## START
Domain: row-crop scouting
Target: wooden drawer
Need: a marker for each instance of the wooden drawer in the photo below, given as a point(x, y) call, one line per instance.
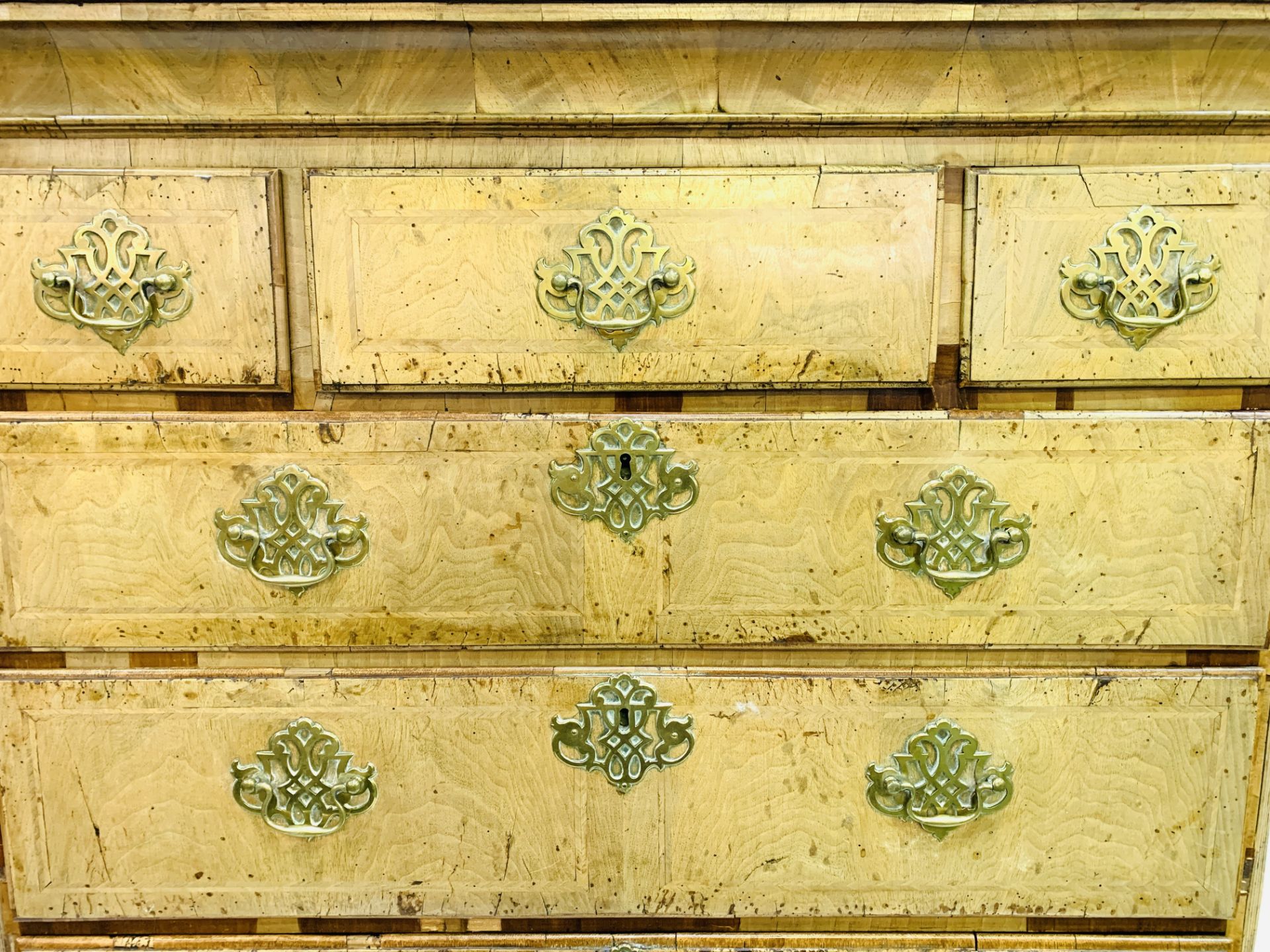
point(1144, 531)
point(778, 277)
point(178, 280)
point(120, 793)
point(1064, 296)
## END
Identify each line in the rows above that contains the word "point", and copy those lines in full.

## PROBLEM SOLUTION
Need: a marker for each instance of the wooden drawer in the photo below, given as a point(x, y) call, one line per instance.
point(1144, 531)
point(778, 277)
point(178, 280)
point(120, 793)
point(1064, 296)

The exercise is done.